Exercise
Put every line of the records below into a JSON array of strings, one string per line, with blank lines omitted.
════════════════
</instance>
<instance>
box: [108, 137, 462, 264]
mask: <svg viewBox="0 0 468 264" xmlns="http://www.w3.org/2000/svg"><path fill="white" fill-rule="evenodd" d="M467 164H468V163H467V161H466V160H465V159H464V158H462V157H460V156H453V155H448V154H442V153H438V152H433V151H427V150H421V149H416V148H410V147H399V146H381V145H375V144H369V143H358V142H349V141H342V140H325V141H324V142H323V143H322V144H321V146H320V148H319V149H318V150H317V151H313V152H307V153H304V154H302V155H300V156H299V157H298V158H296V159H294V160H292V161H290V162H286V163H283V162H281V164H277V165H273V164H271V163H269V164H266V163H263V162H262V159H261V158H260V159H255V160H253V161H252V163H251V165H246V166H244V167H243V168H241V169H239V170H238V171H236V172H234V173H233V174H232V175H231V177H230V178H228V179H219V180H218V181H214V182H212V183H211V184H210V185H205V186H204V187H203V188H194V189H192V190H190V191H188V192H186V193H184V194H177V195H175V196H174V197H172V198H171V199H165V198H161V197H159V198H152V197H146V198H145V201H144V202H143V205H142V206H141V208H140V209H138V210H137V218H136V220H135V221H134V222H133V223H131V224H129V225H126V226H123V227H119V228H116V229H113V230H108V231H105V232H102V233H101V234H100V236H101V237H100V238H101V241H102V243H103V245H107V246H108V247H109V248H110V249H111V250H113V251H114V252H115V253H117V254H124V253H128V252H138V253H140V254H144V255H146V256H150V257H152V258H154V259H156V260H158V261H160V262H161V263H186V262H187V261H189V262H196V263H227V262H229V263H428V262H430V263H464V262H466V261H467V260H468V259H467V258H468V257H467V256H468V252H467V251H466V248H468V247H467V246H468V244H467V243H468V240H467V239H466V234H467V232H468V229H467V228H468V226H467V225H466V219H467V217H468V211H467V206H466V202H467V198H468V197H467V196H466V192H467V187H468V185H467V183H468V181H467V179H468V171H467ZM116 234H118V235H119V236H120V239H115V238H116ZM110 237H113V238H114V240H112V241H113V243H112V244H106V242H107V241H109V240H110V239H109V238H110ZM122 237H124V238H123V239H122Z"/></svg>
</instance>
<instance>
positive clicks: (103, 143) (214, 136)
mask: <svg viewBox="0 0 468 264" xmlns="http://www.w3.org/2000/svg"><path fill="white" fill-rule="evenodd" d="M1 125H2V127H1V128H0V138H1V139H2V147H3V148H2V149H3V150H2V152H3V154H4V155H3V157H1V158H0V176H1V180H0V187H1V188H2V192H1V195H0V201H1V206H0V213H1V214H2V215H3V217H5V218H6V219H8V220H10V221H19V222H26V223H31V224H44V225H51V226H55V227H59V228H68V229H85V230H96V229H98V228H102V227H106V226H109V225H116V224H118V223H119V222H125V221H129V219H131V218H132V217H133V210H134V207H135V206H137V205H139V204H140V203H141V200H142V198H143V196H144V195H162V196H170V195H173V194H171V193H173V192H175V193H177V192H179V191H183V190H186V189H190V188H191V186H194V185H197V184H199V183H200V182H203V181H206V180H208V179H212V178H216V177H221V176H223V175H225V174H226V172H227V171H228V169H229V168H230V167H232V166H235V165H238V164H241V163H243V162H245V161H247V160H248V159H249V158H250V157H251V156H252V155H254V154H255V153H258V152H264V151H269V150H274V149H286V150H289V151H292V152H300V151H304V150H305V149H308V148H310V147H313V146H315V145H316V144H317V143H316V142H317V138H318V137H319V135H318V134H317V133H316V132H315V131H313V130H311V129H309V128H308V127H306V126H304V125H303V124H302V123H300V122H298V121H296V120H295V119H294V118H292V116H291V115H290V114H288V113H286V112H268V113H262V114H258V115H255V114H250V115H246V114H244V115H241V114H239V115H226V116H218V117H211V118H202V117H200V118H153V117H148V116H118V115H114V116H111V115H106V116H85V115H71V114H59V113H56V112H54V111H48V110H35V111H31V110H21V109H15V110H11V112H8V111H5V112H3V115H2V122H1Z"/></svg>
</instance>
════════════════
Exercise solution
[
  "</instance>",
  "<instance>",
  "box: [108, 137, 462, 264]",
  "mask: <svg viewBox=\"0 0 468 264\" xmlns=\"http://www.w3.org/2000/svg\"><path fill=\"white\" fill-rule=\"evenodd\" d=\"M467 164H468V163H467V161H466V160H465V159H464V158H462V157H460V156H453V155H448V154H442V153H438V152H433V151H427V150H421V149H416V148H410V147H399V146H381V145H375V144H369V143H358V142H349V141H342V140H325V141H324V142H323V143H322V144H321V146H320V148H319V149H318V150H317V151H313V152H307V153H304V154H302V155H300V156H299V157H298V158H296V159H294V160H292V161H290V162H286V163H283V162H281V164H277V165H273V164H271V163H269V164H266V163H263V162H262V159H261V158H260V159H255V160H253V161H252V163H251V165H246V166H244V167H243V168H241V169H239V170H238V171H236V172H234V173H233V174H232V175H231V177H230V178H228V179H219V180H218V181H214V182H212V183H211V184H210V185H205V186H204V187H203V188H194V189H192V190H190V191H188V192H186V193H184V194H177V195H175V196H174V197H172V198H171V199H165V198H161V197H159V198H152V197H146V198H145V201H144V202H143V205H142V206H141V208H140V209H138V210H137V218H136V220H135V221H134V222H133V223H131V224H129V225H126V226H123V227H119V228H116V229H113V230H108V231H105V232H102V233H101V234H100V236H101V237H100V238H101V241H102V243H103V245H107V246H108V247H109V248H110V249H111V250H113V251H114V252H115V253H117V254H124V253H128V252H138V253H140V254H144V255H146V256H150V257H152V258H154V259H156V260H158V261H160V262H161V263H186V262H187V261H189V262H196V263H227V262H229V263H428V262H430V263H464V262H466V261H467V260H468V259H467V258H468V257H467V256H468V252H467V251H466V248H468V247H467V246H468V244H467V243H468V240H467V239H466V234H467V232H468V229H467V228H468V226H467V225H466V219H467V217H468V211H467V206H466V202H467V198H468V197H467V196H466V192H467V187H468V185H467V183H468V181H467V179H468V171H467ZM116 234H118V235H119V236H120V239H115V238H116ZM110 237H113V238H114V240H112V241H113V243H112V244H106V242H107V241H109V240H110V239H109V238H110ZM122 237H124V238H123V239H122Z\"/></svg>",
  "</instance>",
  "<instance>",
  "positive clicks: (103, 143) (214, 136)",
  "mask: <svg viewBox=\"0 0 468 264\" xmlns=\"http://www.w3.org/2000/svg\"><path fill=\"white\" fill-rule=\"evenodd\" d=\"M1 125H2V127H1V128H0V138H1V139H2V147H3V148H2V149H3V150H2V152H3V154H4V155H3V157H1V158H0V176H1V180H0V187H1V188H2V192H1V195H0V201H1V206H0V213H1V214H2V215H3V217H5V218H6V219H8V220H10V221H19V222H26V223H31V224H44V225H51V226H55V227H59V228H68V229H85V230H96V229H98V228H102V227H106V226H109V225H116V224H118V223H119V222H125V221H129V219H131V218H132V217H133V210H134V207H135V206H137V205H139V204H140V203H141V200H142V198H143V196H144V195H162V196H170V195H173V194H171V193H173V192H175V193H177V192H179V191H183V190H186V189H190V188H191V186H194V185H197V184H199V183H200V182H203V181H206V180H208V179H212V178H216V177H221V176H223V175H225V174H226V172H227V171H228V169H229V168H230V167H232V166H235V165H238V164H241V163H243V162H245V161H247V160H248V159H249V158H250V157H251V156H252V155H254V154H255V153H258V152H264V151H269V150H274V149H286V150H289V151H292V152H300V151H304V150H305V149H308V148H310V147H313V146H315V145H316V144H317V143H316V142H317V138H318V137H319V135H318V134H317V133H316V132H315V131H313V130H311V129H309V128H308V127H306V126H304V125H303V124H302V123H300V122H298V121H296V120H295V119H294V118H292V116H291V115H290V114H288V113H286V112H268V113H262V114H258V115H255V114H250V115H246V114H244V115H241V114H239V115H226V116H218V117H211V118H202V117H200V118H153V117H148V116H118V115H114V116H111V115H106V116H85V115H71V114H59V113H56V112H54V111H48V110H35V111H31V110H21V109H15V110H11V112H8V111H5V112H3V115H2V122H1Z\"/></svg>",
  "</instance>"
]